WHAT NEEDS TO BE DONE:
In the data below, find every line with the word "segment" and copy it out.

GIVEN RECORDS section start

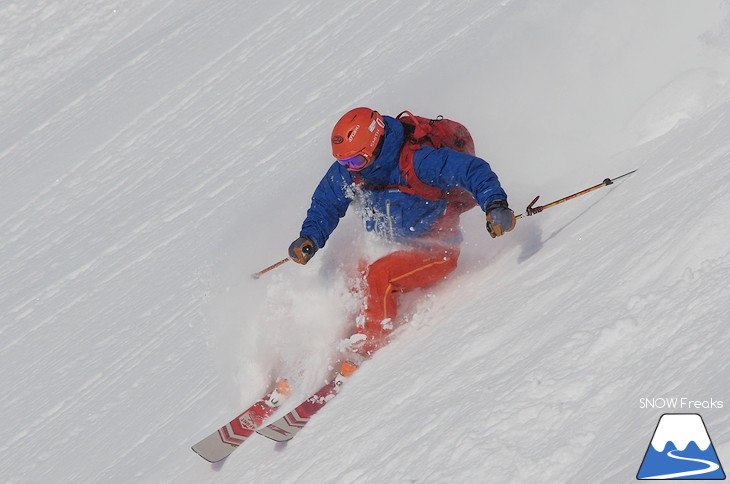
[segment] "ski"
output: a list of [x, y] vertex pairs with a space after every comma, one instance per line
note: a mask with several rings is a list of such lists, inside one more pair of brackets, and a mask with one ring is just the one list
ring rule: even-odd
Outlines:
[[276, 442], [287, 442], [293, 439], [309, 422], [312, 415], [337, 395], [343, 382], [344, 378], [338, 374], [333, 380], [320, 388], [317, 393], [300, 403], [294, 410], [256, 432]]
[[286, 379], [280, 378], [277, 380], [276, 386], [263, 398], [226, 425], [193, 445], [192, 449], [208, 462], [222, 461], [261, 427], [264, 420], [279, 407], [282, 397], [288, 394], [289, 384]]

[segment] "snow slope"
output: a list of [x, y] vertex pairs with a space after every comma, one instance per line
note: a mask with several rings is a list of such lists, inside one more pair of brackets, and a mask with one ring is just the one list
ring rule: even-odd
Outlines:
[[[730, 462], [730, 6], [719, 0], [0, 5], [0, 476], [634, 480], [667, 409]], [[274, 375], [328, 376], [382, 248], [281, 259], [356, 105], [467, 124], [521, 220], [295, 441], [189, 447]], [[725, 469], [727, 472], [727, 468]]]

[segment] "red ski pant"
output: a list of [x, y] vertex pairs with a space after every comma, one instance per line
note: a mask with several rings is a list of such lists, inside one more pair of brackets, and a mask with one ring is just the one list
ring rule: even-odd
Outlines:
[[361, 351], [372, 353], [385, 343], [398, 313], [397, 296], [428, 287], [456, 269], [459, 250], [436, 246], [400, 250], [382, 257], [363, 272], [365, 302], [357, 329], [367, 339]]

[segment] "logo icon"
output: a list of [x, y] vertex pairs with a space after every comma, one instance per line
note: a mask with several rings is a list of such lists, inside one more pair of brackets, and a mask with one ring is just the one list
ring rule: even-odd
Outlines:
[[725, 479], [702, 417], [696, 413], [662, 415], [636, 478]]

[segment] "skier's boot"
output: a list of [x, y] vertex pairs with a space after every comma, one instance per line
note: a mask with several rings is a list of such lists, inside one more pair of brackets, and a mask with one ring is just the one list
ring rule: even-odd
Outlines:
[[281, 402], [289, 396], [291, 388], [286, 378], [279, 378], [276, 381], [276, 388], [263, 400], [253, 404], [251, 412], [248, 413], [248, 418], [251, 420], [249, 428], [255, 429], [260, 427], [264, 420], [271, 417], [274, 411], [279, 408]]
[[335, 377], [335, 383], [341, 384], [346, 378], [352, 376], [368, 357], [363, 351], [363, 344], [367, 337], [362, 333], [355, 333], [343, 341], [342, 362], [340, 370]]
[[276, 388], [269, 394], [269, 397], [264, 400], [264, 403], [271, 408], [276, 408], [281, 405], [282, 400], [289, 396], [291, 393], [291, 387], [286, 378], [279, 378], [276, 381]]
[[345, 359], [340, 364], [340, 375], [345, 378], [352, 376], [355, 373], [362, 362], [365, 361], [365, 357], [359, 353], [348, 353], [345, 355]]

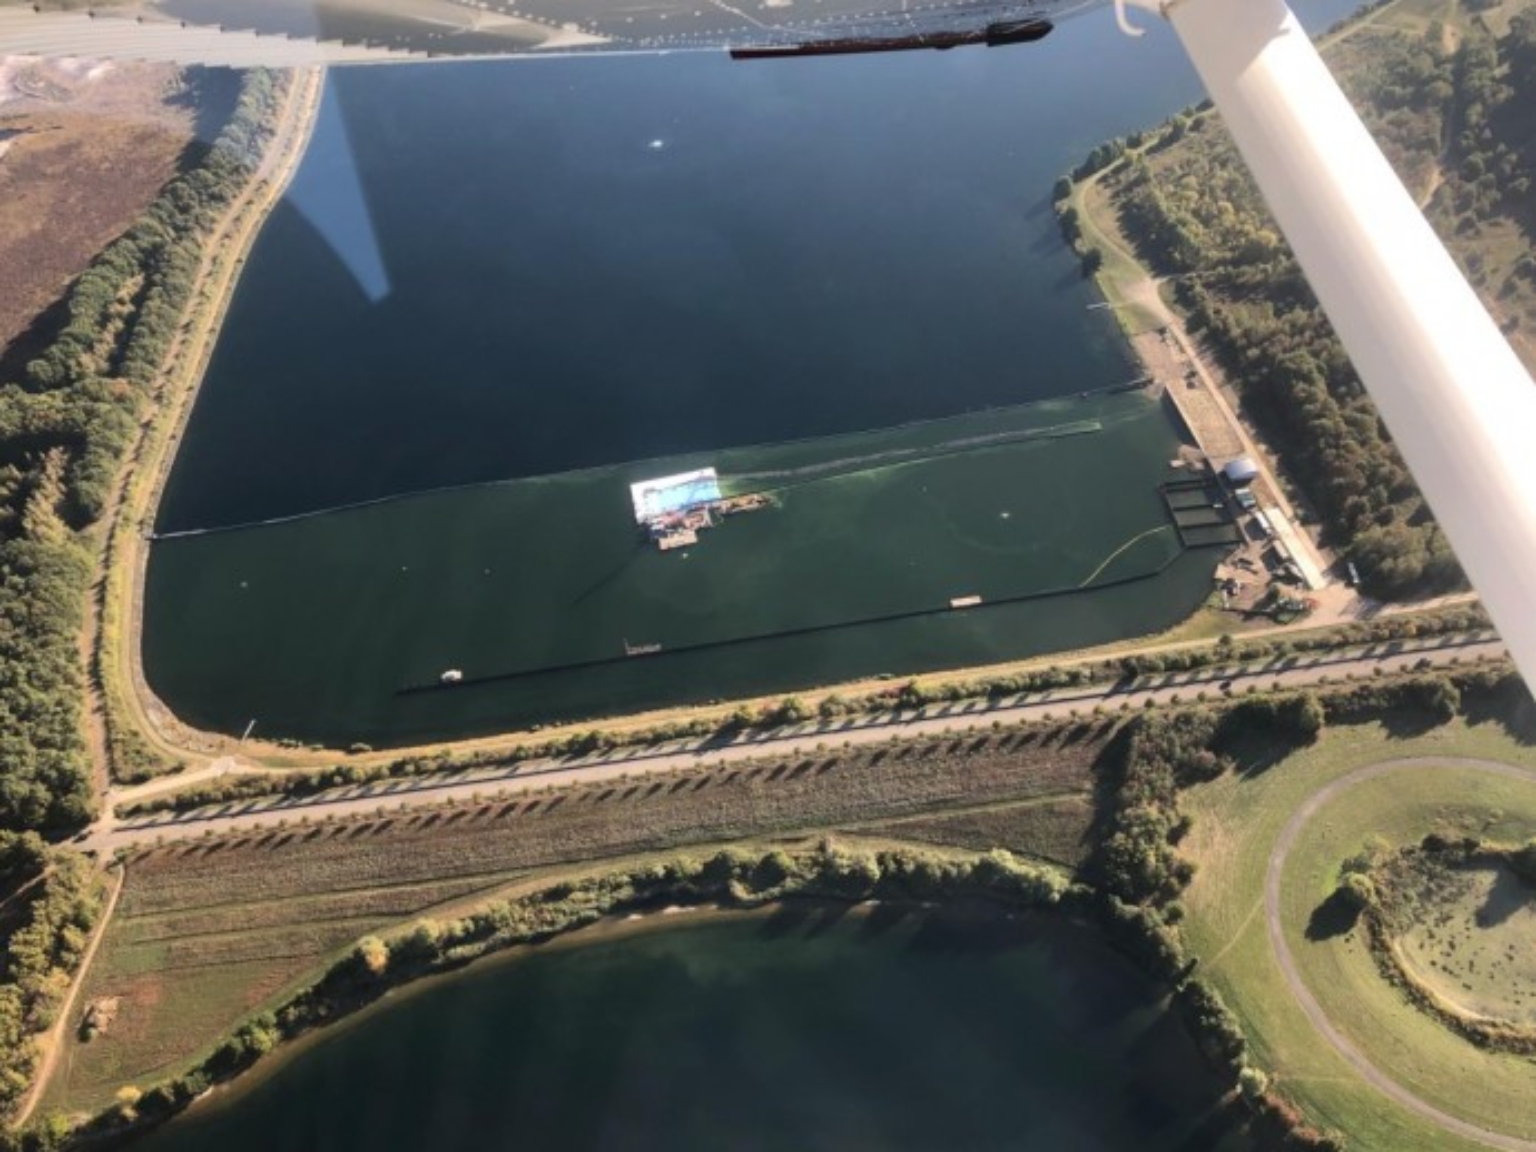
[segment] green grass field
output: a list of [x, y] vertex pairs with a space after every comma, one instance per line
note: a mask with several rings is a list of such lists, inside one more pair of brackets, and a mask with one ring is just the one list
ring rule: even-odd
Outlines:
[[1163, 317], [1142, 303], [1139, 295], [1146, 290], [1146, 268], [1099, 224], [1115, 211], [1103, 186], [1097, 179], [1074, 184], [1070, 202], [1083, 227], [1084, 246], [1097, 248], [1104, 258], [1094, 279], [1125, 334], [1137, 336], [1161, 328]]
[[[1360, 1148], [1476, 1147], [1388, 1100], [1311, 1025], [1266, 933], [1263, 886], [1292, 813], [1353, 769], [1398, 757], [1471, 756], [1536, 765], [1536, 750], [1496, 724], [1456, 721], [1411, 736], [1381, 725], [1326, 731], [1262, 771], [1186, 794], [1195, 819], [1184, 850], [1198, 871], [1186, 932], [1201, 971], [1242, 1020], [1255, 1061], [1328, 1128]], [[1281, 877], [1281, 921], [1307, 987], [1379, 1070], [1435, 1107], [1492, 1130], [1536, 1136], [1536, 1067], [1491, 1056], [1421, 1014], [1377, 972], [1357, 933], [1308, 939], [1339, 865], [1372, 836], [1417, 842], [1432, 831], [1489, 837], [1536, 831], [1536, 785], [1464, 769], [1394, 773], [1350, 787], [1302, 829]], [[1314, 935], [1316, 935], [1314, 929]]]

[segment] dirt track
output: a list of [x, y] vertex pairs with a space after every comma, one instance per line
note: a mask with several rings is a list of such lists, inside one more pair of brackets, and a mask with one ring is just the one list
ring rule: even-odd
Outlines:
[[1285, 827], [1280, 832], [1280, 837], [1275, 841], [1275, 847], [1269, 855], [1269, 866], [1264, 874], [1264, 926], [1269, 933], [1270, 945], [1275, 950], [1275, 959], [1280, 965], [1280, 972], [1285, 978], [1285, 983], [1296, 997], [1296, 1003], [1306, 1015], [1312, 1026], [1322, 1033], [1323, 1038], [1331, 1044], [1336, 1052], [1347, 1060], [1352, 1068], [1358, 1072], [1366, 1083], [1375, 1088], [1393, 1102], [1402, 1105], [1409, 1111], [1422, 1116], [1430, 1123], [1438, 1126], [1446, 1132], [1475, 1140], [1480, 1144], [1486, 1144], [1490, 1148], [1505, 1149], [1507, 1152], [1536, 1152], [1536, 1142], [1520, 1140], [1514, 1136], [1505, 1136], [1499, 1132], [1490, 1132], [1486, 1128], [1479, 1128], [1475, 1124], [1469, 1124], [1465, 1120], [1457, 1119], [1448, 1112], [1442, 1112], [1428, 1101], [1415, 1096], [1397, 1081], [1387, 1076], [1376, 1065], [1372, 1064], [1369, 1057], [1361, 1052], [1355, 1044], [1341, 1033], [1328, 1015], [1323, 1011], [1322, 1005], [1312, 995], [1306, 982], [1301, 978], [1301, 973], [1296, 966], [1296, 957], [1291, 953], [1290, 945], [1286, 943], [1285, 933], [1280, 924], [1280, 878], [1285, 870], [1286, 857], [1290, 855], [1291, 848], [1295, 846], [1296, 837], [1318, 811], [1330, 800], [1341, 792], [1354, 787], [1366, 780], [1374, 780], [1379, 776], [1386, 776], [1395, 772], [1422, 772], [1435, 768], [1460, 768], [1472, 769], [1479, 772], [1492, 772], [1499, 776], [1507, 776], [1516, 780], [1529, 780], [1536, 783], [1536, 770], [1520, 768], [1513, 764], [1504, 764], [1497, 760], [1475, 760], [1455, 756], [1435, 757], [1410, 757], [1400, 760], [1384, 760], [1376, 764], [1369, 764], [1364, 768], [1357, 768], [1353, 772], [1346, 773], [1334, 780], [1327, 787], [1314, 792], [1307, 798], [1300, 808], [1291, 815]]
[[43, 1051], [43, 1058], [38, 1061], [37, 1073], [32, 1077], [32, 1084], [27, 1089], [27, 1094], [22, 1097], [21, 1103], [17, 1105], [16, 1114], [11, 1119], [13, 1128], [24, 1127], [31, 1118], [33, 1109], [37, 1107], [37, 1102], [43, 1098], [43, 1088], [47, 1085], [49, 1077], [53, 1075], [54, 1066], [59, 1062], [59, 1053], [64, 1050], [64, 1030], [74, 1019], [75, 999], [80, 995], [80, 989], [85, 987], [85, 977], [91, 970], [91, 961], [96, 958], [96, 949], [101, 947], [102, 938], [107, 934], [107, 925], [112, 922], [112, 913], [117, 909], [117, 900], [123, 894], [123, 883], [127, 878], [128, 873], [119, 868], [112, 882], [112, 894], [107, 897], [101, 915], [96, 918], [96, 930], [91, 933], [91, 942], [85, 946], [85, 954], [80, 957], [80, 964], [75, 969], [75, 977], [70, 981], [69, 993], [64, 997], [64, 1002], [59, 1005], [53, 1027], [48, 1029], [38, 1041]]

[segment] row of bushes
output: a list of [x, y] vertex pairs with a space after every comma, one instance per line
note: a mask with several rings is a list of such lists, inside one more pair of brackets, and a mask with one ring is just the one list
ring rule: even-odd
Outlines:
[[96, 917], [100, 884], [78, 853], [35, 832], [0, 831], [0, 1118], [37, 1067], [36, 1036], [52, 1026]]
[[1090, 861], [1103, 891], [1166, 909], [1188, 885], [1194, 866], [1177, 852], [1190, 824], [1179, 811], [1179, 789], [1225, 768], [1211, 751], [1216, 730], [1216, 713], [1199, 708], [1139, 717], [1122, 734], [1110, 760], [1117, 773], [1113, 800]]
[[1120, 661], [1122, 674], [1148, 676], [1159, 672], [1192, 672], [1223, 664], [1253, 664], [1287, 656], [1302, 656], [1330, 649], [1391, 644], [1404, 640], [1429, 640], [1482, 632], [1492, 627], [1480, 604], [1442, 608], [1414, 615], [1384, 616], [1377, 620], [1341, 624], [1298, 636], [1234, 640], [1227, 636], [1214, 647], [1186, 648], [1127, 656]]
[[[1004, 700], [1014, 696], [1068, 688], [1088, 689], [1127, 677], [1163, 672], [1192, 672], [1204, 668], [1253, 664], [1300, 653], [1326, 651], [1341, 645], [1380, 644], [1398, 640], [1427, 639], [1478, 631], [1489, 626], [1481, 607], [1442, 609], [1422, 616], [1392, 616], [1364, 624], [1347, 624], [1314, 635], [1295, 638], [1233, 642], [1223, 637], [1215, 645], [1184, 649], [1164, 654], [1127, 656], [1119, 660], [1048, 667], [1010, 675], [953, 680], [934, 685], [907, 681], [864, 696], [848, 697], [831, 693], [812, 710], [798, 697], [788, 696], [759, 709], [745, 706], [731, 712], [724, 720], [700, 717], [674, 721], [628, 732], [597, 729], [571, 732], [547, 740], [519, 744], [512, 748], [457, 755], [438, 752], [430, 755], [403, 756], [379, 763], [342, 763], [313, 771], [282, 775], [249, 775], [216, 781], [122, 805], [123, 817], [147, 816], [160, 812], [187, 812], [218, 804], [230, 804], [262, 797], [299, 799], [335, 788], [376, 784], [387, 780], [409, 779], [444, 772], [475, 768], [508, 767], [531, 760], [556, 760], [611, 752], [619, 748], [644, 747], [671, 740], [731, 739], [745, 733], [767, 732], [776, 728], [806, 723], [810, 720], [831, 722], [848, 717], [878, 715], [893, 711], [915, 711], [934, 704], [955, 704], [972, 700]], [[358, 746], [357, 751], [369, 749]]]

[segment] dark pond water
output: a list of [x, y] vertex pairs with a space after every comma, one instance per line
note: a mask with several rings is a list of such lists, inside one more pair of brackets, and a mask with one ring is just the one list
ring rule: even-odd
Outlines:
[[[388, 743], [1174, 623], [1213, 554], [1152, 540], [1108, 573], [1134, 586], [860, 625], [1074, 587], [1164, 522], [1173, 425], [1083, 395], [1136, 369], [1049, 198], [1198, 96], [1165, 30], [1132, 42], [1107, 12], [1038, 49], [333, 73], [157, 528], [457, 490], [158, 541], [150, 683], [199, 724]], [[1104, 428], [871, 468], [687, 556], [636, 552], [632, 480], [713, 464], [748, 489], [1042, 401], [1042, 425]], [[667, 659], [594, 663], [627, 643]], [[498, 679], [397, 695], [449, 667]]]
[[1086, 930], [802, 909], [473, 969], [135, 1147], [1252, 1147], [1219, 1097]]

GIVEN RECORDS section end

SOLUTION TO THIS TASK:
[segment] "ski"
[segment] "snow slope"
[segment] "red ski pant"
[segment] "logo icon"
[segment] "skier's boot"
[segment] green grass field
[segment] dirt track
[segment] row of bushes
[segment] dark pond water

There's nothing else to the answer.